It's not that hard to implement a basic first fit MM. By memory manager, I don't mean Paging (you just keep a list of free/used pages), but rather a simple library you can use in userspace and in your kernel (or globally if you have a flat memory model).

What I'm going to talk about assumes you know where the chunk of free memory is you can play with. For a flat memory model, this can be from the end of your kernel code (say the 1/2MB mark) to the end of the system memory (GRUB can give you this info). For a paging kernel, this can be the beginning of the page to the end of the page.

malloc()

Okay, the first step is to get out a pen and paper - I don't mean a keyboard and text editor since you can't draw diagrams (a stylus/tablet is okay with your favorite-graphics-program/OneNote/Windows-Journal).

Anyway, my point is. Do you understand the basic concept? Sketch how the memory will be laid out on paper. Don't start writing your allocate function straight away. That should be one of the last things you should do. Actually design how you want your memory to be managed, where you want to store the information (in a header before, in a global bitmap, etc). What do you want to store in the header/bitmap? If it's a header, what sort of data will be saved in it (pointer to the next free space, if it's free or used).

Remember this is your operating system! Plan it how you would like.

The important thing is to start from an OVERALL view. Not sitting at a keyboard with a blank malloc function expecting to know what do do.

Then write a basic structure for the header/bitmap.

When you know how memory is stored, then you can go on to your allocation function. Close that text editor, we're not done with that pen yet  :) Again, start with a top down view. What, exactly, does a memory allocator do?

  1. Find free block
  2. Mark it as used
  3. Return its address

Then break it up.

How do we find a free block? (this is for a first fit method with a header, but for a basic buddy system all you need is some imagination)

  • Start with a pointer to the beginning of the free memory
  • Does this header have an End Of Memory status?
    • Yes
      • Allocate a new page
    • No
      • return an error (such as a pointer to 0)
  • Does this header say this memory is free
    • Yes
      • Is (address of next header - (address of this header - size of header)) larger than the size wanted
        • Yes?
          • WE FOUND A FREE BLOCK!!!!
        • No?
          • Point to the next block and go back to step 2
    • No
      • Point to the next block and go back to step 2

Once you have found one, set it's used bit to used. If the space found is significantly larger than the space needed, then it is generally a good idea to split it up (cut it in half, then half again, or add another header right after the used space and update the pointers. use your imagination!)  ;] Then return the address!

free()

Don't program it yet! Now you need to write your free function. You need to basically go through the same process. You need a way to find out where about in your bitmap or which header is associated with the address you're given. With a header it's simply address - size of header. Set it's bit to free.

The next step is to scan through the memory and merge free blocks (e.g. if next pointer's header is free, search the next pointer's header, then the next, until you find a used block, then set the current block's next pointer to that used block, skipping over the free blocks - if any of that made sense :D).

☆ ☆ ☆

■ What to do:
1 - In the records, starting at the line containing "Mark the pink" and ending at the line containing "point(13, 164)", swap "pink cloud" for "rosy cloud" and give those lines again with nothing else changed.
2 - Pick up the text on writing a simple memory manager after its last sentence and continue it.
The text and the records have no connection to each other.

☆ ☆ ☆

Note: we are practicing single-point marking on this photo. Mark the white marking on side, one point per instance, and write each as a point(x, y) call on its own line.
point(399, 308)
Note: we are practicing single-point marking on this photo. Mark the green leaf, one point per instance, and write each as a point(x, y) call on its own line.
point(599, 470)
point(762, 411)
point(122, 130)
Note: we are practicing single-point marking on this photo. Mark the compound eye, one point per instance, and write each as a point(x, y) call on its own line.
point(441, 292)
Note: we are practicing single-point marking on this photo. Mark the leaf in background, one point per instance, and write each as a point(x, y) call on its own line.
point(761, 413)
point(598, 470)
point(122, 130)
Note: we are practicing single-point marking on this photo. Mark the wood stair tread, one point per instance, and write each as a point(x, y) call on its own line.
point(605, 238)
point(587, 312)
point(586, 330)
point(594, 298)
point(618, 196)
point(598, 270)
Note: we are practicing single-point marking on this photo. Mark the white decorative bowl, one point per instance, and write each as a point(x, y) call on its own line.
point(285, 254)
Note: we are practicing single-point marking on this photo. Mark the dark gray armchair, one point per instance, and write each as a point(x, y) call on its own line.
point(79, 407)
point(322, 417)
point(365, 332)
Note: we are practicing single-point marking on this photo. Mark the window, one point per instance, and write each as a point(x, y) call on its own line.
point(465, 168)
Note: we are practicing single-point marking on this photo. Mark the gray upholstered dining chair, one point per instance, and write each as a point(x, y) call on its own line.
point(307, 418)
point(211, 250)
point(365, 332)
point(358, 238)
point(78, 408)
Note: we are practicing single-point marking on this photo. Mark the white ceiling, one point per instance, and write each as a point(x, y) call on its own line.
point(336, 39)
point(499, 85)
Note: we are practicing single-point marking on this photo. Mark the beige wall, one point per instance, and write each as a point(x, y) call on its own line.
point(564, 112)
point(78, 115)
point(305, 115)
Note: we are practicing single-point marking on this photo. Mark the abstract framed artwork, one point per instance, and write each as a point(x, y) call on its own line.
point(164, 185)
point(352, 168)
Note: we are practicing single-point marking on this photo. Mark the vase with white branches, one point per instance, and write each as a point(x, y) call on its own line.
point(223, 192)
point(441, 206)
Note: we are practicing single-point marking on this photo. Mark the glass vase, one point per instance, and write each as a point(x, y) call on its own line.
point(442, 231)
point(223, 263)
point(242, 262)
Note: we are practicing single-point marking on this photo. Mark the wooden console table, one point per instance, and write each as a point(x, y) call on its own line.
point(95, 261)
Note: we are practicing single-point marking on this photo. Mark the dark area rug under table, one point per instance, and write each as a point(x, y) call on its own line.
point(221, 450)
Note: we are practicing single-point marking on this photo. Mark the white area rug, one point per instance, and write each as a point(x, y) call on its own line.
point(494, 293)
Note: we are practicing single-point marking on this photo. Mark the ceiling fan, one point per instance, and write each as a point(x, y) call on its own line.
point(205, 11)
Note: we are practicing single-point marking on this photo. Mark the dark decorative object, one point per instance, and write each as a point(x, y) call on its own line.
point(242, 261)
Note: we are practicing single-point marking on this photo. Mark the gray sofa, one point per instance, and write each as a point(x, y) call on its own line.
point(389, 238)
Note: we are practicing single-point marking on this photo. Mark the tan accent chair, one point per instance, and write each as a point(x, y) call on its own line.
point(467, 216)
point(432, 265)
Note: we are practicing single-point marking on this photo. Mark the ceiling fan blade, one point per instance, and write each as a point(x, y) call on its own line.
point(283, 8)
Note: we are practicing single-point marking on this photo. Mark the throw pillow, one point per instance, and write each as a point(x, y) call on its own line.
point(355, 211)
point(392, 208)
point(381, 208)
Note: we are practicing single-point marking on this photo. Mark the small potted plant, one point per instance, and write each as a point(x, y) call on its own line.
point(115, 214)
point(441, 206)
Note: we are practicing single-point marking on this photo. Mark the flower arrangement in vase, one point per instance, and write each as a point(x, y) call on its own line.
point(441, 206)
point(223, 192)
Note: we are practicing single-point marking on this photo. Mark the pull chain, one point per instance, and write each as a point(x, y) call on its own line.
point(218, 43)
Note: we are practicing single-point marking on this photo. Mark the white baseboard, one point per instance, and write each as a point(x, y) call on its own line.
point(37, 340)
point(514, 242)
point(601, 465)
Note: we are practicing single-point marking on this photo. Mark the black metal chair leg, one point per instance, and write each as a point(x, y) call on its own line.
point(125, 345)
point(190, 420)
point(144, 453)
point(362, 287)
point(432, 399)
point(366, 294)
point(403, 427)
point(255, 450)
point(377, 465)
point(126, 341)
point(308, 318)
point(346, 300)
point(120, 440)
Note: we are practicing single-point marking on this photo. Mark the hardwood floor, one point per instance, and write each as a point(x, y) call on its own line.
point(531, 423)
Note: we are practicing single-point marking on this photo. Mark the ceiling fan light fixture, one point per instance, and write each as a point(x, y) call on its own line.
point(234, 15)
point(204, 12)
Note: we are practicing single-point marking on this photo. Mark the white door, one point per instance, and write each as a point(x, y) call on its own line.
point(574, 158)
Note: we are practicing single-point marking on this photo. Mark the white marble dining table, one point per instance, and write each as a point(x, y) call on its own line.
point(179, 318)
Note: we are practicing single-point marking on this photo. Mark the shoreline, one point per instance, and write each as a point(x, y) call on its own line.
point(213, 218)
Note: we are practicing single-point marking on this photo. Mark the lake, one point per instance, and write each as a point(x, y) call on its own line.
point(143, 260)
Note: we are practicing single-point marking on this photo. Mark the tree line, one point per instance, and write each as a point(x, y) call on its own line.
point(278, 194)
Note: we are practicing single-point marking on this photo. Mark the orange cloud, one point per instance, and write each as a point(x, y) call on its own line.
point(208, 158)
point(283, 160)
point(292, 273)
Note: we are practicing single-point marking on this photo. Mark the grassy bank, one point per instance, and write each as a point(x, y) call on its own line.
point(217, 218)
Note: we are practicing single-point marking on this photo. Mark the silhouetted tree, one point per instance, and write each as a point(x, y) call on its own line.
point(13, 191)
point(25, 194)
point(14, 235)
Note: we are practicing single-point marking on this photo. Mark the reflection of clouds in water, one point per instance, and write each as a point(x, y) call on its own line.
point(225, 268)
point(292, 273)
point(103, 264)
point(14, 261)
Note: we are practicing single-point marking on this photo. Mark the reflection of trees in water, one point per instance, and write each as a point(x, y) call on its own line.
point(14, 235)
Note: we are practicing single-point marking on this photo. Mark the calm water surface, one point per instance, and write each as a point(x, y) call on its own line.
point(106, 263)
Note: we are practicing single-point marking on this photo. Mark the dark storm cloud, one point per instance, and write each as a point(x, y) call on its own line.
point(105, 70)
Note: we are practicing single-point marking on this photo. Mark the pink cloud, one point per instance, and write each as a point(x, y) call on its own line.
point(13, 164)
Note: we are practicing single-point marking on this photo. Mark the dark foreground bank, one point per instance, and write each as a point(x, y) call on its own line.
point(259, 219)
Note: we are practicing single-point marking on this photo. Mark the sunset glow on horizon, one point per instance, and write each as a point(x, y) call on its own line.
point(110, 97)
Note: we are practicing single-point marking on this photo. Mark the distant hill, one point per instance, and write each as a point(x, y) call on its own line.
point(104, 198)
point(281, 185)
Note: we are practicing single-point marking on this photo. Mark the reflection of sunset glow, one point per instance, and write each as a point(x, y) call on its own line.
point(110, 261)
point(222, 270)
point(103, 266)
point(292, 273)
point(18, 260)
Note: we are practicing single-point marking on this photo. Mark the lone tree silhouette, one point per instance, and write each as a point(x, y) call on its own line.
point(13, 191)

☆ ☆ ☆

■ In response:
1 -
Note: we are practicing single-point marking on this photo. Mark the rosy cloud, one point per instance, and write each as a point(x, y) call on its own line.
point(13, 164)

2 -
Just keep breaking it into smaller, and smaller blocks. Make sure you understand 100% how each process works. The key is to understand it fully before you start coding! Write down every equation for everything. It is essential you know how your code works, and have it in readable form on paper, so when an error occurs it's easy to debug.

Testing

Only then, you can start coding. Once it's written, you should try it out in a simple sandbox environment. Such as allocate around about 5 random sizes, deallocate a few from the middle, re allocate them, and get them to print out all their memory addresses at each step, then take the time to work it out on paper to see if it's doing it correctly. The main problem I've had is with the freeing (combining free blocks together) which I had to print out every step to the screen to find the bug (I forget what it was, a = instead of a == I think).

Don't copy someone else's code! You can copy their basic theory, but plan how you want it to work in YOUR OS on paper, and implement it YOUR way. That way, you know exactly how it works, and you can debug it and extend on it yourself.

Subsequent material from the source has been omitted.